> Required work
In the HDFS path thread, reproduce verbatim everything from "I am bit confused" down to "in the path.".

> Source extract
=====

Reputation: 392
I am developing an application , where I read a file from hadoop, process and store the data back to hadoop. I am confused what should be the proper hdfs file path format. When reading a hdfs file from spark shell like
val file=sc.textFile("hdfs:///datastore/events.txt")
it works fine and I am able to read it.
But when I sumbit the jar to yarn which contains same set of code it is giving the error saying
org.apache.hadoop.HadoopIllegalArgumentException: Uri without authority: hdfs:/datastore/events.txt
When I add name node ip as hdfs://namenodeserver/datastore/events.txt
everything works.
I am bit confused about the behaviour and need an guidance.
Note: I am using aws emr set up and all the configurations are default.
Upvotes: 2
Views: 6549
Reputation: 392
Problem solved. As I debugged further fs.defaultFS
property was not used from core-site.xml
when I just pass path as hdfs:///path/to/file
. But all the hadoop config properties are loaded (as I logged the sparkContext.hadoopConfiguration
object.
As a work around I manually read the property as sparkContext.hadoopConfiguration().get("fs.defaultFS)
and appended this in the path.
I don't know is it a correct way of doing it.
Upvotes: 1
Reputation: 56
if you want to use sc.textFile("hdfs://...") you need to give the full path(absolute path), in your example that would be "nn1home:8020/.."
If you want to make it simple, then just use sc.textFile("hdfs:/input/war-and-peace.txt")
That's only one /
I think it will work.
Upvotes: 1

=====

> Records from a point-labeling set
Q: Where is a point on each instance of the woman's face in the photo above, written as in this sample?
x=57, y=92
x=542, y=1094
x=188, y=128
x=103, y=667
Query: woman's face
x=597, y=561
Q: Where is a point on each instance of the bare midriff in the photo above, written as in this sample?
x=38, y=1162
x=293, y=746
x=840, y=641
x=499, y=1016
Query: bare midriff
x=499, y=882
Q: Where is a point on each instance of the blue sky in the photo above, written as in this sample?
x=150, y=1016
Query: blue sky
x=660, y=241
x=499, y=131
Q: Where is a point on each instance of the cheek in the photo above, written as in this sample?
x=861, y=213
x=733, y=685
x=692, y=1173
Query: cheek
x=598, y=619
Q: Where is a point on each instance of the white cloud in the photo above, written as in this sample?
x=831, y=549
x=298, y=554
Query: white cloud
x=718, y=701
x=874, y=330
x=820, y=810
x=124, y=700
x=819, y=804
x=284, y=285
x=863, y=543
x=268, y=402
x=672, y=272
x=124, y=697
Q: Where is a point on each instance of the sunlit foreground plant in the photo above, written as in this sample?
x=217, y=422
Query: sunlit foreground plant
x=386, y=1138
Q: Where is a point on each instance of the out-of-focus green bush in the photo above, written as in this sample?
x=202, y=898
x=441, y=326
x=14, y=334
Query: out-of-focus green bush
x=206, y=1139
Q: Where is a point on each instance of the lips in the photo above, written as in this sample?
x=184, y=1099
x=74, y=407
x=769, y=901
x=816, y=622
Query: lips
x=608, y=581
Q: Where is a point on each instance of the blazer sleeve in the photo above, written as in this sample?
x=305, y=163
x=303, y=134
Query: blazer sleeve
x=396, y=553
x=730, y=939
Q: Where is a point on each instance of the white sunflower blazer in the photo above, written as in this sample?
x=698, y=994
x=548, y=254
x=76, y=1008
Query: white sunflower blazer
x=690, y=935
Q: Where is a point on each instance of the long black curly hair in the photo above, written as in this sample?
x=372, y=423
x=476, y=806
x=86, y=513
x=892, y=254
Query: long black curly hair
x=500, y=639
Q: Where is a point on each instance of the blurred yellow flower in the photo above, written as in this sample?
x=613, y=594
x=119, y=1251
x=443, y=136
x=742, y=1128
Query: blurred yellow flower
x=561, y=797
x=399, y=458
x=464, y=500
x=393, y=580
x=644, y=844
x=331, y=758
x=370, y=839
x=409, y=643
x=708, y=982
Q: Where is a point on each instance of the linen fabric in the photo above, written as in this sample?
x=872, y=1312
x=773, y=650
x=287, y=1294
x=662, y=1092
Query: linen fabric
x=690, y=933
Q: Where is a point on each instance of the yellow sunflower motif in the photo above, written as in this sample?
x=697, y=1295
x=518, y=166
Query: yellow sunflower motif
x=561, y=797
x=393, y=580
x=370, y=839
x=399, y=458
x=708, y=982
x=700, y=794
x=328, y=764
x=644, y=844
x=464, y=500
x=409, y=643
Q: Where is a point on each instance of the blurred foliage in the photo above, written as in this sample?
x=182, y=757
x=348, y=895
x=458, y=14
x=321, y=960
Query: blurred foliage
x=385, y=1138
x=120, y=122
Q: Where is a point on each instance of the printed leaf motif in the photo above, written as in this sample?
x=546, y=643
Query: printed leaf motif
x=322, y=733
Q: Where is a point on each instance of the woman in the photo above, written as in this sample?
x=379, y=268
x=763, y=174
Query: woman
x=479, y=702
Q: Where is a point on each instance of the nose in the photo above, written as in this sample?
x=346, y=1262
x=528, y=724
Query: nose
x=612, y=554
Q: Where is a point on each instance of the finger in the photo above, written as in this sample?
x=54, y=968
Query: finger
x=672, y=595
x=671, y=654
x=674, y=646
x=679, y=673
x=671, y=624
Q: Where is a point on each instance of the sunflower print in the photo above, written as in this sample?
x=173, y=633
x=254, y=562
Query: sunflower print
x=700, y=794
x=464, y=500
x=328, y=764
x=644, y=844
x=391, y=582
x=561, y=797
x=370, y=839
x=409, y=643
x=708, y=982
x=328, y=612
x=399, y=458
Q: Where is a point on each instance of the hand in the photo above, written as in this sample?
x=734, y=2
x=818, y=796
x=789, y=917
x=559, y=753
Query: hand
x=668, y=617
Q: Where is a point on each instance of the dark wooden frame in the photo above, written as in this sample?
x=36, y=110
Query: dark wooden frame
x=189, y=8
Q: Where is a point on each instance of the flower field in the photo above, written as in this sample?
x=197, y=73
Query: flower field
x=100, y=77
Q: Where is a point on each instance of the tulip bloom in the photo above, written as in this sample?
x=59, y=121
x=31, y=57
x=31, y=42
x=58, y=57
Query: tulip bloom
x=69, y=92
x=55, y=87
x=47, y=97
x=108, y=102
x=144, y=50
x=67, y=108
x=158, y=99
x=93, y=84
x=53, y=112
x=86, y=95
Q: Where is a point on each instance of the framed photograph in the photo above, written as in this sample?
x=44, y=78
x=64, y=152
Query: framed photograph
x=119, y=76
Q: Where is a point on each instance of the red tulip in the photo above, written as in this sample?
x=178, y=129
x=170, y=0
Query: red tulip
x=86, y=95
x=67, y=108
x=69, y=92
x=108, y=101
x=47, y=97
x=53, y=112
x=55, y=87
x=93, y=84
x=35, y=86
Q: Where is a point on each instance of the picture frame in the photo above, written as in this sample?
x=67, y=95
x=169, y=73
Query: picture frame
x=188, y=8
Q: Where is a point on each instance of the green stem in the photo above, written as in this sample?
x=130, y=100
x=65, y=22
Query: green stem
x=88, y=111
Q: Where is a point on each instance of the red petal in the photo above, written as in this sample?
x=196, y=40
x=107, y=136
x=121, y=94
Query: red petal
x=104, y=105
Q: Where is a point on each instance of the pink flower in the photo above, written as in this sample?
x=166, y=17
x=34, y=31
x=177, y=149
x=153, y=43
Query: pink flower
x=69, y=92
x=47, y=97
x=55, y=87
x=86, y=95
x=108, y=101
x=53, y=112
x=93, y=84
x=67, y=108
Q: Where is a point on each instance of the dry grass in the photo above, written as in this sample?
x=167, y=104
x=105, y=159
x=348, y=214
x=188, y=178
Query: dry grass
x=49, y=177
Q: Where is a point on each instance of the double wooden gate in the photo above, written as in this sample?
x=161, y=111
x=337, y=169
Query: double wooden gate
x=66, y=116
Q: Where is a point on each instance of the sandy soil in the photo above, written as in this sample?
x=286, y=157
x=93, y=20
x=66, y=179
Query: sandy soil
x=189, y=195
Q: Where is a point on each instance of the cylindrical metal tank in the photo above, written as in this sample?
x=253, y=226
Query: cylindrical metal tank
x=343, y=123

=====

> Exercise output
I am bit confused about the behaviour and need an guidance.
Note: I am using aws emr set up and all the configurations are default.
Upvotes: 2
Views: 6549
Reputation: 392
Problem solved. As I debugged further fs.defaultFS
property was not used from core-site.xml
when I just pass path as hdfs:///path/to/file
. But all the hadoop config properties are loaded (as I logged the sparkContext.hadoopConfiguration
object.
As a work around I manually read the property as sparkContext.hadoopConfiguration().get("fs.defaultFS)
and appended this in the path.